Questions on the material:
[A] Answer these from the passage on India's economy:
(i) What conflict does it say followed the pandemic restrictions?
(ii) By what percentage did direct taxes increase up to March 10 of the financial year 2022-23?
(iii) How much did corporate income tax collections grow over that period?
[B] Please reproduce the passage on India's economy word for word, from "- On the back" up to and including "fiscally prudent measures.".
[C] Continue the passage on India's economy from its final sentence.

Quoted passage:
====

- On the back of the pandemic restrictions and the subsequent Russia-Ukraine conflict rendering global economic growth a great challenge to every country, Indian leadership’s decisive fiscal moves have been well appreciated at home as well as overseas. The Indian economy has not done badly in comparison to other countries despite facing adverse global supply chain disruptions. Not only this, the geopolitical situation too hasn’t been conducive with the Chinese positioning aggressively even as the global community joins hands together to tame the Dragon nation. The rules-based global order is under strain for various reasons but the Indian government has succeeded in staying afloat courtesy of some smart fiscally prudent measures.
- The Indian citizens, irrespective of social status, have responded quite positively so far by showing enough resilience in the face of grave adversities. Let us see how the country is doing vis-à-vis revenue generation and GDP parameters. As reported recently, data on direct taxes for the period up to March 10 of the financial year 2022-23 showed that it had increased by 16.8% to Rs 13.7 lakh crore. The growth rate is a little higher than the growth forecast of 16% for nominal GDP. But within direct taxes, the performance of corporate income tax (CIT) has been disappointing. CIT collections till March 10 grew 13.6%, lagging the growth rate of nominal GDP. In other words, each percentage point growth in GDP yielded a lower amount of CIT growth.

====

Material shown:
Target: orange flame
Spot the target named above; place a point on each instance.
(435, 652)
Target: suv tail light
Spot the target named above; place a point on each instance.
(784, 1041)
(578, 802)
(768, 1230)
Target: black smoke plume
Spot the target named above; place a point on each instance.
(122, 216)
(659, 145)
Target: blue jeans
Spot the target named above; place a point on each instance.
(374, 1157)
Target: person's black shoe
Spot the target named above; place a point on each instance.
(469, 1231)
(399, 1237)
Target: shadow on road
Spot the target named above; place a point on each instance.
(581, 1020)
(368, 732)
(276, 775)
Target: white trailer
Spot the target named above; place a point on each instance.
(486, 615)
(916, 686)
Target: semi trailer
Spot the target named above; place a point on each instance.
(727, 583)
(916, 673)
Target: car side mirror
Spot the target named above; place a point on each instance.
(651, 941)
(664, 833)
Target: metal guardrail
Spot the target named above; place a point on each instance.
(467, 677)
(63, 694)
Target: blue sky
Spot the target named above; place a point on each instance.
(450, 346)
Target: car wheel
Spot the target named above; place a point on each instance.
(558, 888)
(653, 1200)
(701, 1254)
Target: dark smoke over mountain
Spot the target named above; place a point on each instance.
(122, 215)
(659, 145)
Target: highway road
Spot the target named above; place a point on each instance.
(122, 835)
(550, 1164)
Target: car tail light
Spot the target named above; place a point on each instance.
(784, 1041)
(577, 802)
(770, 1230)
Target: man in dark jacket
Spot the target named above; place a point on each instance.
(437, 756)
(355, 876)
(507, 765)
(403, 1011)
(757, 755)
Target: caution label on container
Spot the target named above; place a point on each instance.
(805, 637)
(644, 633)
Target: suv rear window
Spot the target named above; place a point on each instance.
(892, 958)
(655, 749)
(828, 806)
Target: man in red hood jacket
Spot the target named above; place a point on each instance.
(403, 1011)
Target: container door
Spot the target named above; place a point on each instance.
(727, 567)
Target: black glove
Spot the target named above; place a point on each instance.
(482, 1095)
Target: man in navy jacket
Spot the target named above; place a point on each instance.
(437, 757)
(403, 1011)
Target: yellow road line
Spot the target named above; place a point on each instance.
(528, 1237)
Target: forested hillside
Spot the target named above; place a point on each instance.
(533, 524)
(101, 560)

====

Responses by task:
[A]
(i) The Russia-Ukraine conflict.
(ii) 16.8%.
(iii) 13.6%.

[B]
- On the back of the pandemic restrictions and the subsequent Russia-Ukraine conflict rendering global economic growth a great challenge to every country, Indian leadership’s decisive fiscal moves have been well appreciated at home as well as overseas. The Indian economy has not done badly in comparison to other countries despite facing adverse global supply chain disruptions. Not only this, the geopolitical situation too hasn’t been conducive with the Chinese positioning aggressively even as the global community joins hands together to tame the Dragon nation. The rules-based global order is under strain for various reasons but the Indian government has succeeded in staying afloat courtesy of some smart fiscally prudent measures.

[C]
- Further, tax buoyancy, which measures the growth in taxes to economic growth, is a useful measure of the response of the tax system. By this measure, India has a problem with CIT. To understand better, let’s go back to the period between 2000-01 and 2009-10. Direct tax collections and buoyancy boomed mainly on account of surging CIT. During that phase buoyancy of direct taxes exceeded 2 on five occasions, a record that wasn’t matched subsequently. Moreover, the contribution of direct taxes to total tax collections increased from 36.3% in 2000-01 to 60.8% in 2009-10. It resulted in a fairer tax system. Since then, CIT collections have generally disappointed. For instance, in 2014-15, CIT made up 34.5% of gross tax revenue.
- Over the next few years, its relative contribution declined and it now contributes about 27.4%. Indeed, tax rates have not been static and substantial cuts were made in 2019 to bring India’s rates in line with a relevant peer group. However, CIT buoyancy had been declining even before these big cuts. Note that in the five financial years preceding the big cuts of 2019, CIT’s buoyancy was below 1 in three of those years. And in 2022-23, the indications are that it will once again remain below 1. Personal income tax (PIT) has yielded better returns and in 2022-23 is set to grow around 20%. Ensuring CIT’s buoyancy to enhance public investment is imperative. Thus, closer attention to this aspect would be par for the course move.